------ Source excerpt ------

As noted above, Moving Defendants also argue that the Court may use its discretion to stay the action in the interests of promoting justice and judicial economy. Thus, the Court reviews elements of a discretionary stay below.     

 

1.     Likelihood of Success on the Merits

 

Moving Defendants argue that they are likely to succeed on the merits of the appeal.

However, Moving Defendants do not present argument on how they would succeed on the merits, admitting that the EFAA was enacted in 2022 and because of this, there is limited authority addressing its interpretation and application. Instead, Moving Defendants assert that the appeal will be addressing “substantial” legal questions. The Court agrees as it too analyzed these substantial legal questions. However, this Court came to the conclusion that the EFAA barred arbitration of Plaintiff’s entire suit. As such, the Court believes this factor weighs in favor of Plaintiff absent any argument from Moving Defendants as to how they are likely to succeed on the merits of their case.

 

2.     Irreparable Injury from Denial of a Stay

 

Next, Moving Defendants contend they will suffer irreparable injury if forced to continue litigating this case while its appeal is pending. Moving Defendants contend that they would be forced to engage in, potentially, meaningless, expensive, and burdensome litigation that could have been avoided had the case simply been stayed pending the appeal. However, the Court finds that this factor is not particularly persuasive. Is this case is merely in it infancy as far as litigation goes, the Parties would proceed in discovery in either forum. Plaintiff also points out that Moving Defendants refused to stipulate to a request for calendar preferences and expedited briefing schedule for the appeal process, and that for these reasons, Moving Defendants are not concerned with speed or economy.

------ Records provided ------

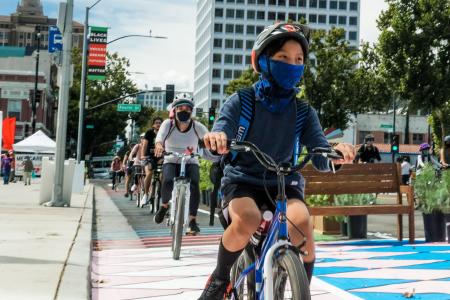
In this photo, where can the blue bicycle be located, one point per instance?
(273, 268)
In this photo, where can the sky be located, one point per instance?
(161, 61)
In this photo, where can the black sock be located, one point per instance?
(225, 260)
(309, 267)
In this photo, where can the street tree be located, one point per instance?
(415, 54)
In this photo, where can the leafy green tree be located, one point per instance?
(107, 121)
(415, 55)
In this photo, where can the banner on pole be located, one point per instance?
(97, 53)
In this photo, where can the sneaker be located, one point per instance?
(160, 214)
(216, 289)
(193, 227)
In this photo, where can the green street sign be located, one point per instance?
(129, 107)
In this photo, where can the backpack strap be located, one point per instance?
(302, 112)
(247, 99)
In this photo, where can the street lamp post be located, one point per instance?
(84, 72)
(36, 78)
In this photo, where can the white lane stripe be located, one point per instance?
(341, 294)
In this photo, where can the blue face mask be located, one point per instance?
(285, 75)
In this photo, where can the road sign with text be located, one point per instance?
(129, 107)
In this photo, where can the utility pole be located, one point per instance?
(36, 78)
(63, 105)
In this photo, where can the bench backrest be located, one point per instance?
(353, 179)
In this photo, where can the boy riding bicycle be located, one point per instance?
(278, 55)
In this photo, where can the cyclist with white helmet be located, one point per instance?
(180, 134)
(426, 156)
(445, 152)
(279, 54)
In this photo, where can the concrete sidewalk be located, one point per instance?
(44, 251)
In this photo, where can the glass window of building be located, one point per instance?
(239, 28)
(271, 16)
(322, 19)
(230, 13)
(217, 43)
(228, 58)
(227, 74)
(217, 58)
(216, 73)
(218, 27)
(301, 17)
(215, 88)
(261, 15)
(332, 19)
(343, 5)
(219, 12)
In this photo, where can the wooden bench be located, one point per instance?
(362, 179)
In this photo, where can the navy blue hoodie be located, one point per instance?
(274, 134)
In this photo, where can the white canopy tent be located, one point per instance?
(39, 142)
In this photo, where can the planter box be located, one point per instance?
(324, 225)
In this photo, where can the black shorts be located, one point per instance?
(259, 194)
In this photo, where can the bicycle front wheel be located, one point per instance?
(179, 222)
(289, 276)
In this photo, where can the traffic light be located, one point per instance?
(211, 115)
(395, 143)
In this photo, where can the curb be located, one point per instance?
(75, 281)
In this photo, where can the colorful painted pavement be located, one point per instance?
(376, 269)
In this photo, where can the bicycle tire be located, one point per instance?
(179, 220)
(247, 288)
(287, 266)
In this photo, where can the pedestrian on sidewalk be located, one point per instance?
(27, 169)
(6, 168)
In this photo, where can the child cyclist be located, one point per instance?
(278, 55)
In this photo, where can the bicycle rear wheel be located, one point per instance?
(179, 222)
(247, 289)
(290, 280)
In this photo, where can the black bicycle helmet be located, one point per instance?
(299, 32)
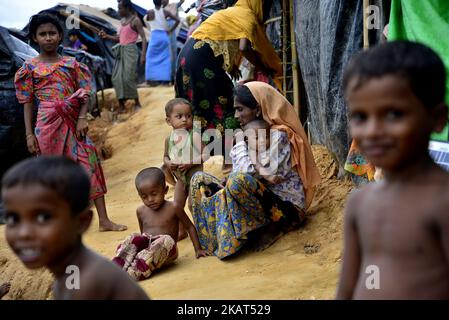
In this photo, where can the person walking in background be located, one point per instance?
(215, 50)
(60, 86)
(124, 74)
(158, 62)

------
------ Records provided ------

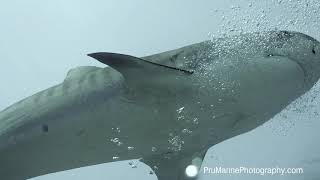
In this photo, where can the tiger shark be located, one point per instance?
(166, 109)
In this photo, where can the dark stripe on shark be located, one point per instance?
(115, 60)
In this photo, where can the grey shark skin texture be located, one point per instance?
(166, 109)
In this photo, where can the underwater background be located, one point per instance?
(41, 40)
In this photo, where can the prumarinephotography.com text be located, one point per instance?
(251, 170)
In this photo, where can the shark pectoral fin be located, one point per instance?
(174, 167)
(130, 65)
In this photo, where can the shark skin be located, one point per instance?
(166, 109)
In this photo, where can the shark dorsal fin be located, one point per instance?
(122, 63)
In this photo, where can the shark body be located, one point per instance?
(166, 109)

------

Problem 1>
Translate this sentence from the court ruling excerpt above into Spanish: "Moving Defendants argue that they are likely to succeed on the merits of the appeal."
Problem 2>
Transcribe the court ruling excerpt from "Next, Moving Defendants" up to and including "speed or economy.".

Exercise response 1>
Los Demandados Solicitantes argumentan que es probable que prevalezcan en el fondo de la apelación.

Exercise response 2>
Next, Moving Defendants contend they will suffer irreparable injury if forced to continue litigating this case while its appeal is pending. Moving Defendants contend that they would be forced to engage in, potentially, meaningless, expensive, and burdensome litigation that could have been avoided had the case simply been stayed pending the appeal. However, the Court finds that this factor is not particularly persuasive. Is this case is merely in it infancy as far as litigation goes, the Parties would proceed in discovery in either forum. Plaintiff also points out that Moving Defendants refused to stipulate to a request for calendar preferences and expedited briefing schedule for the appeal process, and that for these reasons, Moving Defendants are not concerned with speed or economy.